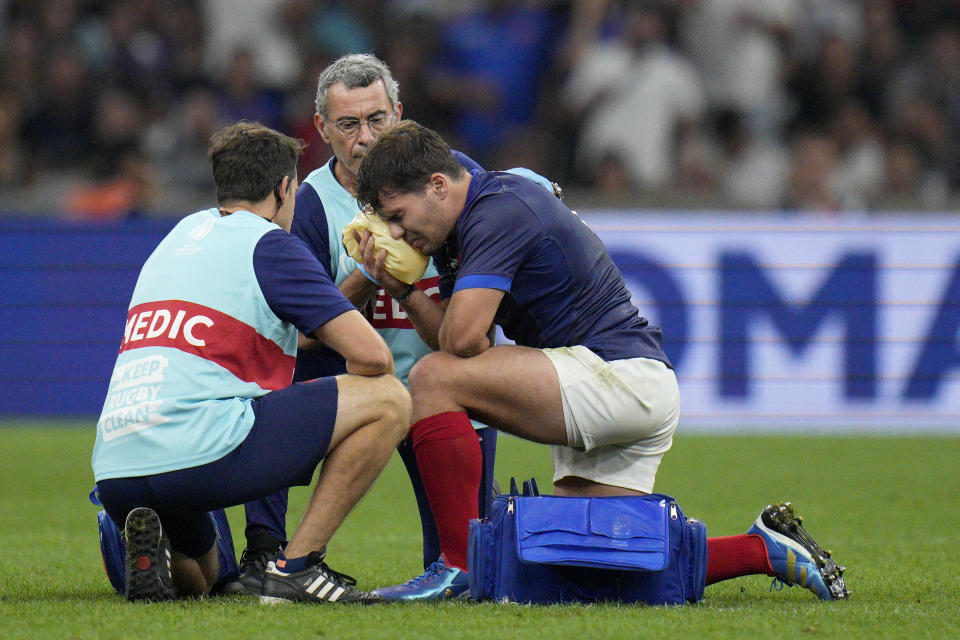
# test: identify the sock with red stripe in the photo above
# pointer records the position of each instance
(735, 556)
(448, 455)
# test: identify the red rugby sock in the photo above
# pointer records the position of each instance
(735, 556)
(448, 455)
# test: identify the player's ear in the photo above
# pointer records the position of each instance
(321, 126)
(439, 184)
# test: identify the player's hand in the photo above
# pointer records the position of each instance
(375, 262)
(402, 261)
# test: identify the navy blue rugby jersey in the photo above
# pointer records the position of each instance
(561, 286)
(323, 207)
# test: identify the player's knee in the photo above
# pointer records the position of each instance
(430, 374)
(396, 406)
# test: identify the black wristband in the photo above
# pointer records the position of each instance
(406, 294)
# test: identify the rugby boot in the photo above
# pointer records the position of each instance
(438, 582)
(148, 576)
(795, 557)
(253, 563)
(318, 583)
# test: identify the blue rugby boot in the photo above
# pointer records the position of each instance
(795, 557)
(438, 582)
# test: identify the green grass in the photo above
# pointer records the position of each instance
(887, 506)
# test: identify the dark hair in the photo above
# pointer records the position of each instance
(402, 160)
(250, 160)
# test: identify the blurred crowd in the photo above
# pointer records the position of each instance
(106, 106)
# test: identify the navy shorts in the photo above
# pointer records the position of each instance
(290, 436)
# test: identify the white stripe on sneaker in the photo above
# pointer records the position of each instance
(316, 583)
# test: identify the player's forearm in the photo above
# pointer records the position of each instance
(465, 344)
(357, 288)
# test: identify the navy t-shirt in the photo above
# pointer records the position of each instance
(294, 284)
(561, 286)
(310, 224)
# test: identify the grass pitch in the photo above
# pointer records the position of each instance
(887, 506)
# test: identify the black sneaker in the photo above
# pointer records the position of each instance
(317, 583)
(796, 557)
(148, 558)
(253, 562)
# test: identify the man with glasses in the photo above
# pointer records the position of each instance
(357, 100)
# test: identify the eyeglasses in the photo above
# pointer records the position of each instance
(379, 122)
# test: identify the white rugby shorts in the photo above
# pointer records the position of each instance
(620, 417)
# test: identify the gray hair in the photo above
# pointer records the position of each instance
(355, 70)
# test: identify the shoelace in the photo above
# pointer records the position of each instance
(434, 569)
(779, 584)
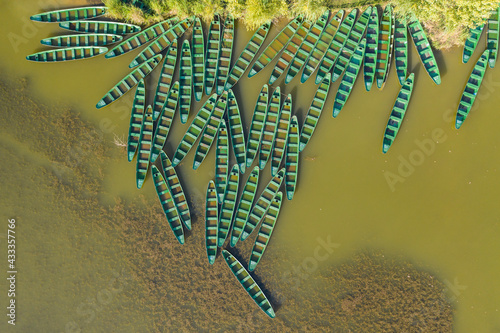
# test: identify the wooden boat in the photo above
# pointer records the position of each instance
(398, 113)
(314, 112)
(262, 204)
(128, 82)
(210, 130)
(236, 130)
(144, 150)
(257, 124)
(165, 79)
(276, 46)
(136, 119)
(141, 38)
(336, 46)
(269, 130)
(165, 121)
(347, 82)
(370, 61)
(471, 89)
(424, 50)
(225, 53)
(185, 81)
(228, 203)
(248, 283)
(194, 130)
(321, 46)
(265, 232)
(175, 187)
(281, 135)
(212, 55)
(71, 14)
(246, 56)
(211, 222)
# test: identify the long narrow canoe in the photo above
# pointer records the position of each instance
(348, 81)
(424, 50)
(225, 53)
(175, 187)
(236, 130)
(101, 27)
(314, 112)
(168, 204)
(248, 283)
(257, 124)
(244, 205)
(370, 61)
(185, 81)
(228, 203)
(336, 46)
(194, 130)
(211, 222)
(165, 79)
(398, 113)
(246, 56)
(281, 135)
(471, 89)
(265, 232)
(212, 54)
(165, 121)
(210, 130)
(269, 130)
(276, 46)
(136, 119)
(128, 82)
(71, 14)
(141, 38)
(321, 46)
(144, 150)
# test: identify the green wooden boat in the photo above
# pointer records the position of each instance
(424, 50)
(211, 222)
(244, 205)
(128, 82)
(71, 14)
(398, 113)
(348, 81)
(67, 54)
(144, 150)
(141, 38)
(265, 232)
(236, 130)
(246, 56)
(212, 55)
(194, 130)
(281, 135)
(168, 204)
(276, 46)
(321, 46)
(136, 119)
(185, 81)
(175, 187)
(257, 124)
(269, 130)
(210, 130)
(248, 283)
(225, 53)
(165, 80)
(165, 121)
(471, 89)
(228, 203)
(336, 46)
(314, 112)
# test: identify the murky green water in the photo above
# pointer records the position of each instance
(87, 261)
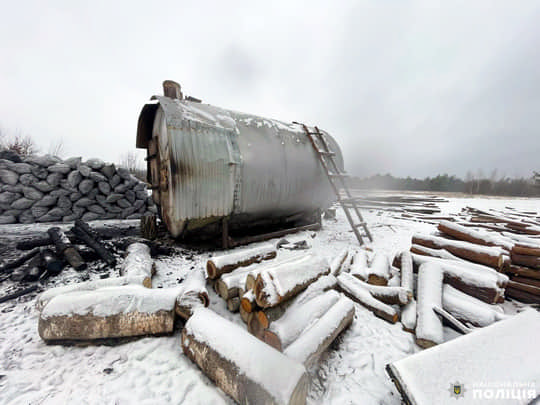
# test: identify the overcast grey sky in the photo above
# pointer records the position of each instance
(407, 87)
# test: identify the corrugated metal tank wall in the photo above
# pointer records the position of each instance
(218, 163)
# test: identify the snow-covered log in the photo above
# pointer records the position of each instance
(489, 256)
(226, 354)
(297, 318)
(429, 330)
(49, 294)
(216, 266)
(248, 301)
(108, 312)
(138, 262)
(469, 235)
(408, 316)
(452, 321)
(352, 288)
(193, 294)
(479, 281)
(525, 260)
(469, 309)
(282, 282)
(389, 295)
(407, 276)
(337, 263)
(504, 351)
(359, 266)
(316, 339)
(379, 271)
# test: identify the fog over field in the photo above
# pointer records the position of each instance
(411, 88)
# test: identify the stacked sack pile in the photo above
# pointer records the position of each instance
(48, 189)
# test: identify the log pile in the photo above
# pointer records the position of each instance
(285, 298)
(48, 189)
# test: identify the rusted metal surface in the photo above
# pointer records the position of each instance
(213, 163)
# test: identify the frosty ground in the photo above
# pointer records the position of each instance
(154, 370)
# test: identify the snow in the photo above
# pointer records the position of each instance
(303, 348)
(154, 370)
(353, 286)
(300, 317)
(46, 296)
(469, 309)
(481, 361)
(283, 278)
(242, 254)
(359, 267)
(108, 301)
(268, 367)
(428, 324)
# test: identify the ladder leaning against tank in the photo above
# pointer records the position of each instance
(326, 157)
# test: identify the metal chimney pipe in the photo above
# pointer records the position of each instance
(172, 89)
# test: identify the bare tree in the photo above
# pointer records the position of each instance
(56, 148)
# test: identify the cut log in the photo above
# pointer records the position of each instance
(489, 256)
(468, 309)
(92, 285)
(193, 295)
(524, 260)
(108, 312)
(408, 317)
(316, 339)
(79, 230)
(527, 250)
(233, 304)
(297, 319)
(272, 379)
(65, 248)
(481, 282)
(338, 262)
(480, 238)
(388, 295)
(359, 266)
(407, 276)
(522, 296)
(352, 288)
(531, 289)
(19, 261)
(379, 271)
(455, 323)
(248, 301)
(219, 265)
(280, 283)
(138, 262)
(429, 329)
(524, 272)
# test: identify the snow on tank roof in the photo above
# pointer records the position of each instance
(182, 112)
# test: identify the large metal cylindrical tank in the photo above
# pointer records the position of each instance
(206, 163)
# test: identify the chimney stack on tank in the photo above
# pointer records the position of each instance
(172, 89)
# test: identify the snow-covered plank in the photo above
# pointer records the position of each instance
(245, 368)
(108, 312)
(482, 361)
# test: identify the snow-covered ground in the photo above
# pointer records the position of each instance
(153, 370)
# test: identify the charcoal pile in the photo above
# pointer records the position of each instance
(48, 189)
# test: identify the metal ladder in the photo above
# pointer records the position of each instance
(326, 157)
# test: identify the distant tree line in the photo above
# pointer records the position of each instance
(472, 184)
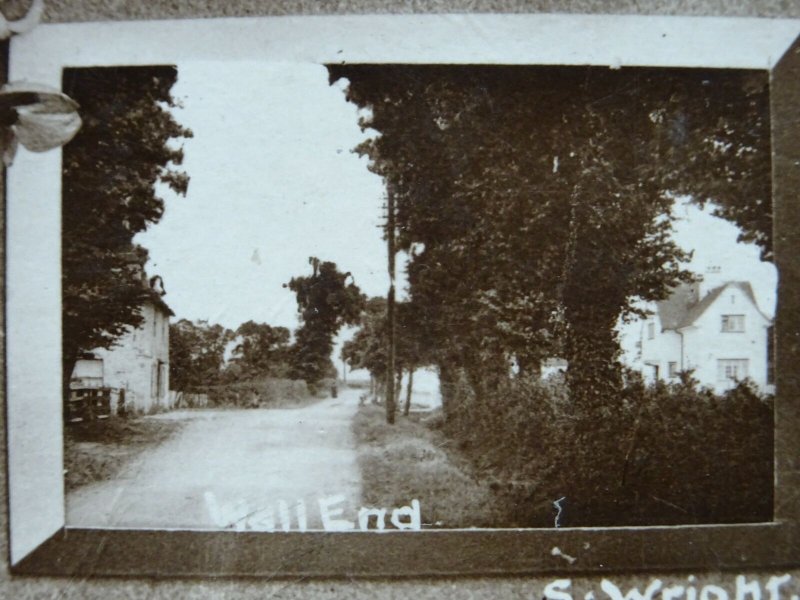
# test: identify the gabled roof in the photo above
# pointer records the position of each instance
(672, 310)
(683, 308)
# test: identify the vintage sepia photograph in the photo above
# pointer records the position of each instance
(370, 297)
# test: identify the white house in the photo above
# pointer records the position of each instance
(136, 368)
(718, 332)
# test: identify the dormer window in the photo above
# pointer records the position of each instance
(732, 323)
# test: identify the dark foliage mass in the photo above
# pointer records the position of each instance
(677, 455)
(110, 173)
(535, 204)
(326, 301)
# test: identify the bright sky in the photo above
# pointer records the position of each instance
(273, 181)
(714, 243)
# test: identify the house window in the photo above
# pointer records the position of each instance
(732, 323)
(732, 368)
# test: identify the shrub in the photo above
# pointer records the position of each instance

^^^^^^^^

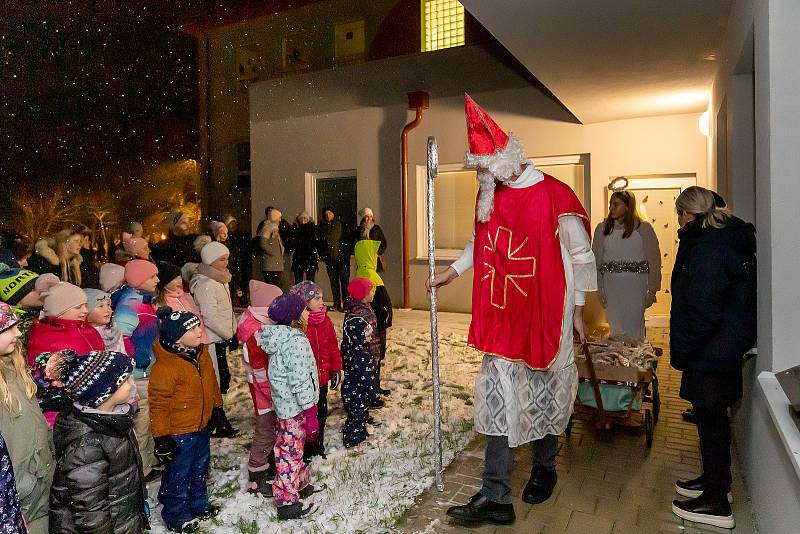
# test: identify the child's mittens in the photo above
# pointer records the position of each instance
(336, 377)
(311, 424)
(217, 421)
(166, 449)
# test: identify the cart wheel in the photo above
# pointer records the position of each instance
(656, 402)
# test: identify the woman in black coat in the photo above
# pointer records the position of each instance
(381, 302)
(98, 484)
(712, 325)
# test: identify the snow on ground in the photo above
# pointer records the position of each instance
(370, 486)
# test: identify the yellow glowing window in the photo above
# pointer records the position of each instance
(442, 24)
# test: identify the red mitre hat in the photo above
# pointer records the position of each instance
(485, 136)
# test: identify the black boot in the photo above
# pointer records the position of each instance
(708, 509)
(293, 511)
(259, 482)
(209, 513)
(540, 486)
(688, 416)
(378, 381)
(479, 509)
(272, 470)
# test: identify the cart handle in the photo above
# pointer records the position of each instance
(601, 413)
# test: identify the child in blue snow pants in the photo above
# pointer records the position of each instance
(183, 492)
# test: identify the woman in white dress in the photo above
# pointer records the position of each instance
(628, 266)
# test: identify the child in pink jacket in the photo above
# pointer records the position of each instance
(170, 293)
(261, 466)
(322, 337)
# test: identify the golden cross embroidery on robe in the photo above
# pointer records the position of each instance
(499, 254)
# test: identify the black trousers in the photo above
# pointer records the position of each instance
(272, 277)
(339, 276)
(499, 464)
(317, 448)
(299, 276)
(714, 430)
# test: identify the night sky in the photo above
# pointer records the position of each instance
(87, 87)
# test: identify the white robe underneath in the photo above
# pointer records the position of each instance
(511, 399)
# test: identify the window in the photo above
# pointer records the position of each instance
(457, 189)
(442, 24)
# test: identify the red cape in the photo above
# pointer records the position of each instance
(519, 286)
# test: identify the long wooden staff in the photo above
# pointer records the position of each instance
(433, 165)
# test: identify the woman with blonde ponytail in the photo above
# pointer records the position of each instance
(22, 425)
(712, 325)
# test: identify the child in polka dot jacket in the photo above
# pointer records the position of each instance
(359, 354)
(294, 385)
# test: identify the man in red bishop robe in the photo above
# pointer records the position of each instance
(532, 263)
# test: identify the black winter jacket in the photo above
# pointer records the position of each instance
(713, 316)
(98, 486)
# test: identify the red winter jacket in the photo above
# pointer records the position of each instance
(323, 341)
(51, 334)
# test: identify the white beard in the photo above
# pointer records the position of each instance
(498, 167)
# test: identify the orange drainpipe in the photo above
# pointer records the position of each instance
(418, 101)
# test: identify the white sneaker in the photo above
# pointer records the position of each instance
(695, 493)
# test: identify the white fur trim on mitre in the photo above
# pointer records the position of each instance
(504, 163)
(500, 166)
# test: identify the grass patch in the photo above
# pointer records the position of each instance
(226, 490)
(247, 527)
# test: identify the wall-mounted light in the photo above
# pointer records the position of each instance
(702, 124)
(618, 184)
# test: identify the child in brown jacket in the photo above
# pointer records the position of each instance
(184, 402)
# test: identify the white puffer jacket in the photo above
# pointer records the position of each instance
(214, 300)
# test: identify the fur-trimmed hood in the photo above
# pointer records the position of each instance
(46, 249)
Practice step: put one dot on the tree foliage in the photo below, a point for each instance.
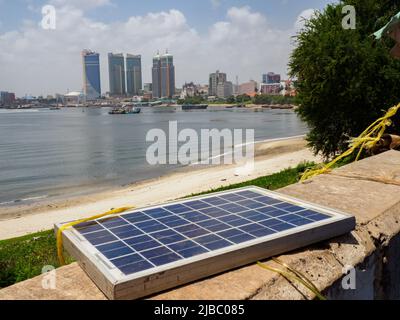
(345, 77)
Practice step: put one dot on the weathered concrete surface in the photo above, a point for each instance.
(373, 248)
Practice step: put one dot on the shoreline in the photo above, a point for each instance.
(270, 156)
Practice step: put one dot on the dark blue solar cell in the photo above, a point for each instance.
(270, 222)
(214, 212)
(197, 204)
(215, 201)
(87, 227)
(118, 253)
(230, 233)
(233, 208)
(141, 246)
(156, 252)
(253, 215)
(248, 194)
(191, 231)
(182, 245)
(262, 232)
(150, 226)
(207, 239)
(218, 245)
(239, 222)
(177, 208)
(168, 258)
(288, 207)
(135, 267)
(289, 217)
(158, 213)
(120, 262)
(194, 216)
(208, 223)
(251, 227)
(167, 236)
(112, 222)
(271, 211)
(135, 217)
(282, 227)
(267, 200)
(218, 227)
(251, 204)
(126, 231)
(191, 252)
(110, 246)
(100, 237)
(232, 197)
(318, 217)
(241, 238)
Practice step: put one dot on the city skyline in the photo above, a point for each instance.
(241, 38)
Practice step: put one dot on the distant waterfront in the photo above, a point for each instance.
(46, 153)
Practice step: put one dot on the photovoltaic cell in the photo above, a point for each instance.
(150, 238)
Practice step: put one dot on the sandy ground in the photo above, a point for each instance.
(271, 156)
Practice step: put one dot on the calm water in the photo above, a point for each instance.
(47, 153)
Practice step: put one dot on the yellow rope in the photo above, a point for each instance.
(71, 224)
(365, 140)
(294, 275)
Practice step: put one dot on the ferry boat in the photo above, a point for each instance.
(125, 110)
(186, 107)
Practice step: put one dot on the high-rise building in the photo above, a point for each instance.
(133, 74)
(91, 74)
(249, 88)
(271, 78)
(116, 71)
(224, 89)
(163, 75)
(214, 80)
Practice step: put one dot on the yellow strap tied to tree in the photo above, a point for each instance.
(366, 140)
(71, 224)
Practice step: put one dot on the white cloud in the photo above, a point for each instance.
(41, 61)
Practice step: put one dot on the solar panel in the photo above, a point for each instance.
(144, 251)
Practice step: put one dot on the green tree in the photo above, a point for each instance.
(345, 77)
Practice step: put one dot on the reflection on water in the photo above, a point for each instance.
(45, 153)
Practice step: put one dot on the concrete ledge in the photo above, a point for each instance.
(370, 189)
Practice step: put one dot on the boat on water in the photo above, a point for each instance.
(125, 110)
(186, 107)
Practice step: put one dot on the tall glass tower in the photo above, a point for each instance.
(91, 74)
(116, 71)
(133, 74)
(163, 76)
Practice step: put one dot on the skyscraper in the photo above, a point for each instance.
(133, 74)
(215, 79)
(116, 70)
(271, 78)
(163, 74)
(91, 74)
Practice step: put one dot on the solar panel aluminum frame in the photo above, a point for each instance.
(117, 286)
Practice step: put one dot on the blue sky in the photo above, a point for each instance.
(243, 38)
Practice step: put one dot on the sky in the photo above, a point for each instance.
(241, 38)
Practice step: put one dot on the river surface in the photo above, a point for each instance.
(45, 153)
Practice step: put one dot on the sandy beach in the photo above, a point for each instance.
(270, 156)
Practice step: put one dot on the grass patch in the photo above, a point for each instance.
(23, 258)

^^^^^^^^

THE EXERCISE: Find every line in the two blocks above that contains the string "player", and copy each one.

EXPECTED ANSWER:
# test: identify the player's ear in the photo above
# test: identify the player's hand in the photo above
# test: identify the player's knee in the photo above
# test: identify the player's forearm in the photo above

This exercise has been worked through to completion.